EXCERPTED TEXT —
Wednesday, August 11, 2004

Speaking of G8

An issue that was apparently seriously discussed that the Group of 8 meeting on June 10, much to the hopeful surprise of many observers, was 100% debt cancellation for the poorest nations. The reasons had more to do with global politics than humanitarianism and in the end it didn't happen, but the fact that it was discussed at all "changed the 'debt landscape,'" in the words of a statement from the Debt and Development Coalition, and Ireland-based group working on the issue.

Since 1996, the G8 nations (Canada, the United States, Japan, Germany, France, Italy, Britain and Russia) have pursued the Heavily Indebted Poor Countries (HIPC) initiative through the World Bank and International Monetary Fund (IMF). Instead of 100% debt cancellation, the finance ministers agreed to extend the program another two years.

In a nutshell, HIPC was supposed to provide debt relief to countries so deep in the hole that they would never be able to pay what they owed. Within a few years, however, it was a clear failure at aiding the debtors and a clear success at aiding the creditors, the opposite of its advertised - emphasized advertised - intention. This was largely because of the onerous conditions placed on countries in order to get debt relief, particularly the requirement that they adopt an approved "Poverty Reduction Strategy" invariably devoted to open markets, privatization of public functions and utilities, and "macroeconomic stability." Those strategies, like the lowering of tariffs demanded under WTO rules, serve more to deepen poverty and disrupt local economies, leaving the countries every bit as much in hock to banks and creditor nations as before. Which is perhaps not surprising when you realize that the purpose of HIPC is not to relieve debt, but to insure it's repaid to the maximum extent possible.

What raised cancellation this time was not some unexpected outbreak of justice, but the desire of the US to have at least 90% of Iraq's foreign debt forgiven, a proposal transparently intended to aid not the poor of Iraq but the re-election of George Bush. It failed because other nations insisted that a reduction of 50-60% was enough - but what's significant is first that the proposal was made at all and that the IMF supported the idea. Now, the IMF is dominated by the US so its position was no real surprise, but the point here is that intentionally or not, the idea of an almost total forgiveness of debt has been legitimized.

Point-based annotation data —
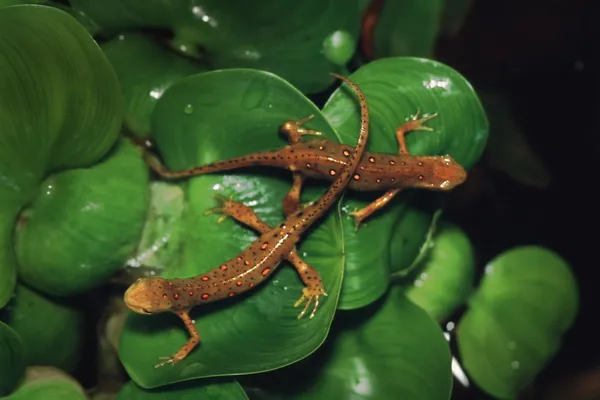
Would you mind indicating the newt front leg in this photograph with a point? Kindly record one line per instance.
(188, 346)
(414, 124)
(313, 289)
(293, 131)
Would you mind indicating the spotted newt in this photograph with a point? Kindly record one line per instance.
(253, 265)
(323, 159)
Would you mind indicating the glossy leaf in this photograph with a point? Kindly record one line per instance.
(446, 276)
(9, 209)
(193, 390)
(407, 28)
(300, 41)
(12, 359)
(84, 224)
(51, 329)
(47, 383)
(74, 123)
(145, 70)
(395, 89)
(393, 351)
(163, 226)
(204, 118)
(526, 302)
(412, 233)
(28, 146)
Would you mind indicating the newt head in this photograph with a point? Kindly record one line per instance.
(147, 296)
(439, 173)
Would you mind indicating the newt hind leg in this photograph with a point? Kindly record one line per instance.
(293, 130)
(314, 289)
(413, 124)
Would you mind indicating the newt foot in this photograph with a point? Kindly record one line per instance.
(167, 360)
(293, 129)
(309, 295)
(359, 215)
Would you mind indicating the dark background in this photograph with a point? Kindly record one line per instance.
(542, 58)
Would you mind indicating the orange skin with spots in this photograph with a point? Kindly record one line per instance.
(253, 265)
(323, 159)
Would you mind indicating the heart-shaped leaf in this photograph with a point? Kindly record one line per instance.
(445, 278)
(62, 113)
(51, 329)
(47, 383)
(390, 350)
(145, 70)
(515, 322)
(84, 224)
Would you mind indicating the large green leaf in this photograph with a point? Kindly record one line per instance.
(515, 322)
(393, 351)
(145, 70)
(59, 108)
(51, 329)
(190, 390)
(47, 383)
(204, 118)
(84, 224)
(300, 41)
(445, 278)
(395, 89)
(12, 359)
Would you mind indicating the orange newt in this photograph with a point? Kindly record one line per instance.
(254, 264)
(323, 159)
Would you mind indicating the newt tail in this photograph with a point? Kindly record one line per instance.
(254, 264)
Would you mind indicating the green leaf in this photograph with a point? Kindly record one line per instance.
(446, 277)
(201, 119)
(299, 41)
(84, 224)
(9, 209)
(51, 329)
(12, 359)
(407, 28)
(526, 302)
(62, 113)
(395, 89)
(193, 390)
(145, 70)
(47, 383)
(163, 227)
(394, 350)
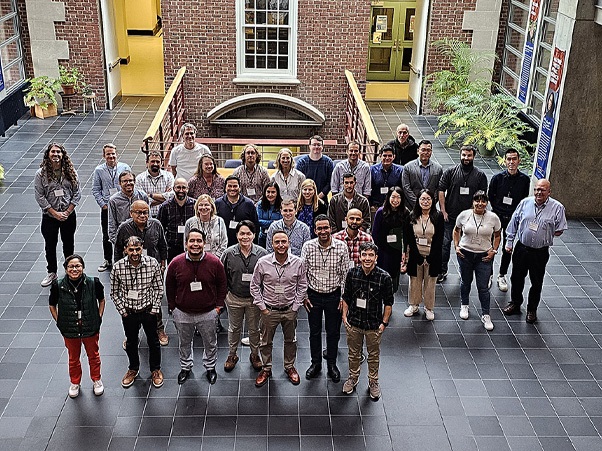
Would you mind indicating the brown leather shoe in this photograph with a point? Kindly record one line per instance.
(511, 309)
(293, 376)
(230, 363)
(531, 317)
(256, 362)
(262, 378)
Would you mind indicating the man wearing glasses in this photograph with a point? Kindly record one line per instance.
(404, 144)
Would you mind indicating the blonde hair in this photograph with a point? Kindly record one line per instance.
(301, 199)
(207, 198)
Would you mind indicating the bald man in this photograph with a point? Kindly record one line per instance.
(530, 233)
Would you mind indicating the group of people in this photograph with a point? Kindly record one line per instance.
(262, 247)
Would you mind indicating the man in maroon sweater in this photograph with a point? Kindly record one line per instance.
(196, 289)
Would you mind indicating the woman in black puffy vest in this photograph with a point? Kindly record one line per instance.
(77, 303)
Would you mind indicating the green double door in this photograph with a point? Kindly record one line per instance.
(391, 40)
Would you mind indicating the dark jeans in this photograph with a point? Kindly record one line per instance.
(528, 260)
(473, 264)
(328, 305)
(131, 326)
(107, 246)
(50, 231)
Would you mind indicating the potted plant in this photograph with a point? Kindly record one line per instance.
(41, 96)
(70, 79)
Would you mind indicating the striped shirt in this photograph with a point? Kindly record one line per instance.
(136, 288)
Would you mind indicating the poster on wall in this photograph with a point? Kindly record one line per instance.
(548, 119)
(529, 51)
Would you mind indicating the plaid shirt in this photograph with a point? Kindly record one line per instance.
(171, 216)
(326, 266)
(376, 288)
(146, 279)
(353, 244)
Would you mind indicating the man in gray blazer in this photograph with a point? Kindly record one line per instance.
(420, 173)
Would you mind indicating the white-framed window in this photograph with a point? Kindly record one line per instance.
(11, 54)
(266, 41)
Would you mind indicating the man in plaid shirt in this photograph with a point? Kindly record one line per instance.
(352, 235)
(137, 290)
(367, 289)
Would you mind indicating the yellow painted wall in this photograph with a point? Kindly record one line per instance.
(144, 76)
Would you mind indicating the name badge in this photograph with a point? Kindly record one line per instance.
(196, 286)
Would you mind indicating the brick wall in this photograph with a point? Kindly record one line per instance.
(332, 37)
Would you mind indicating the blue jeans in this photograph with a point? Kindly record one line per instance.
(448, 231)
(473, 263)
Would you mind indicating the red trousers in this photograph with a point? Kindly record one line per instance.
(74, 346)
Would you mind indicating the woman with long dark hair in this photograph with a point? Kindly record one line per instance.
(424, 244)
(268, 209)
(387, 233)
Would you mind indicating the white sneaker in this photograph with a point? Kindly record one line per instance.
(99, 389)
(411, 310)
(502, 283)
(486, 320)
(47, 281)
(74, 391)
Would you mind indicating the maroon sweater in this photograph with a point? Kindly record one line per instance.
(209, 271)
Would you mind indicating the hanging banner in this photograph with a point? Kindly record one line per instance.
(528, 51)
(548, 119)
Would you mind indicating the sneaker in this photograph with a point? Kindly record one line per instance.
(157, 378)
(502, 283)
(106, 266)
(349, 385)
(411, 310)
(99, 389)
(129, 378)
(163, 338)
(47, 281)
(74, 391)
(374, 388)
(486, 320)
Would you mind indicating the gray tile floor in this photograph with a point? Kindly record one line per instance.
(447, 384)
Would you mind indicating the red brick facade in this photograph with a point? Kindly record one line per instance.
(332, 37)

WORK REQUIRED —
Answer these questions from the text on G8 debt cancellation above the material:
1. Since what year have the G8 nations pursued the Heavily Indebted Poor Countries initiative?
2. Instead of 100% debt cancellation, what did the finance ministers agree to do?
3. What share of Iraq's foreign debt did the US want forgiven?

WRITTEN RESPONSE —
1. Since 1996.
2. They agreed to extend the program another two years.
3. At least 90%.